### CHALLENGE
Pick out and copy every line in the records below that contains the word "building", matching its case exactly.

### DATASET ENTRIES

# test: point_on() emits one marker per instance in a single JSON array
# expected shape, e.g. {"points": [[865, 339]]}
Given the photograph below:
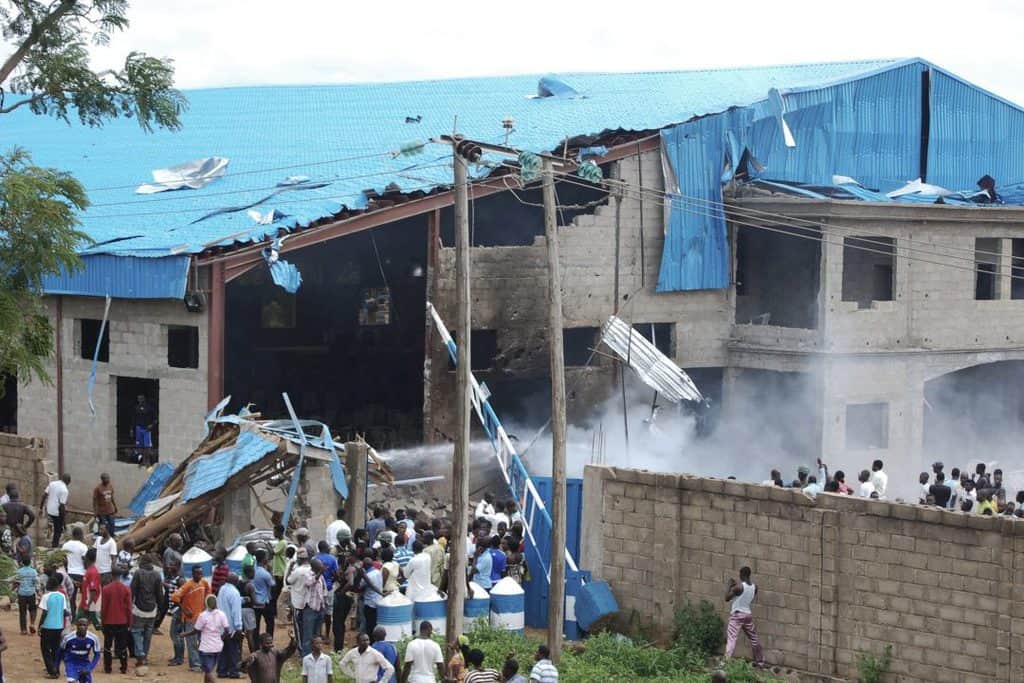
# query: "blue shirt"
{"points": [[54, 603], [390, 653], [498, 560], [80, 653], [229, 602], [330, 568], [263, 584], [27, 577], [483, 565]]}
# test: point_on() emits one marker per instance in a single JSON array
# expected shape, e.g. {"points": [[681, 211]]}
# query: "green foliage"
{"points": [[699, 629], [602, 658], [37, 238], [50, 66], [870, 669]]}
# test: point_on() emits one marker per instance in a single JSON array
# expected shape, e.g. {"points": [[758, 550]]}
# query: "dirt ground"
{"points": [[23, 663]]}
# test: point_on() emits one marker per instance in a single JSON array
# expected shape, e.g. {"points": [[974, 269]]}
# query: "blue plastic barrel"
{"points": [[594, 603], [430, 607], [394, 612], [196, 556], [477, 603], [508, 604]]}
==
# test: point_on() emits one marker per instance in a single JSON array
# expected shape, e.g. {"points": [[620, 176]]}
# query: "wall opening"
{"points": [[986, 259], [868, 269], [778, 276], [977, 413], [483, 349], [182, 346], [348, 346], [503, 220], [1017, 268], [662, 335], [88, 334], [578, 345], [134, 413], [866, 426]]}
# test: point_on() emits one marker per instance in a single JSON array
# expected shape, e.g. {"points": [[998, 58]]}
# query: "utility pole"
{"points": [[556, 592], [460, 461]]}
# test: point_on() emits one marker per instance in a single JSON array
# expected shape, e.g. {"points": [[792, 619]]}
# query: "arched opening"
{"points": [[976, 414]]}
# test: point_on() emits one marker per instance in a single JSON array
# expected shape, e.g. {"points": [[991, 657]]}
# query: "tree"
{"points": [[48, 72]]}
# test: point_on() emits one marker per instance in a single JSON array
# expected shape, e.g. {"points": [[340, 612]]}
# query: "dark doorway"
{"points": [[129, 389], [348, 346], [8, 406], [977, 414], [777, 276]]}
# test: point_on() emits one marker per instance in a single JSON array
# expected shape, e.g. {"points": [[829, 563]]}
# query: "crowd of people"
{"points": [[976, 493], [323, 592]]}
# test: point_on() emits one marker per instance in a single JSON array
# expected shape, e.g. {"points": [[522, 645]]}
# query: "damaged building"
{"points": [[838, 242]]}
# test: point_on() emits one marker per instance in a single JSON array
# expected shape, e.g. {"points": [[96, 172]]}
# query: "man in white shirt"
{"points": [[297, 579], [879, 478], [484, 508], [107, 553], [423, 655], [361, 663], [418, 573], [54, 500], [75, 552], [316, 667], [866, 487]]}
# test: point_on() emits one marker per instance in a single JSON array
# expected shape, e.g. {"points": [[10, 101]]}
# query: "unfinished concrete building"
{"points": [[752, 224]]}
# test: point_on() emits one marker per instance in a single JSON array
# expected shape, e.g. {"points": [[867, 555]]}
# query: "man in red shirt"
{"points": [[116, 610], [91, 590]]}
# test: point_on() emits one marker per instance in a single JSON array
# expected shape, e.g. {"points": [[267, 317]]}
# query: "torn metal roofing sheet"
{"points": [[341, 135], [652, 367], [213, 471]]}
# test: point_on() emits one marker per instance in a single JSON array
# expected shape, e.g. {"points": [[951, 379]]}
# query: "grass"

### CORRECT RESULT
# query: "damaged building"
# query: "unfinished concrete building"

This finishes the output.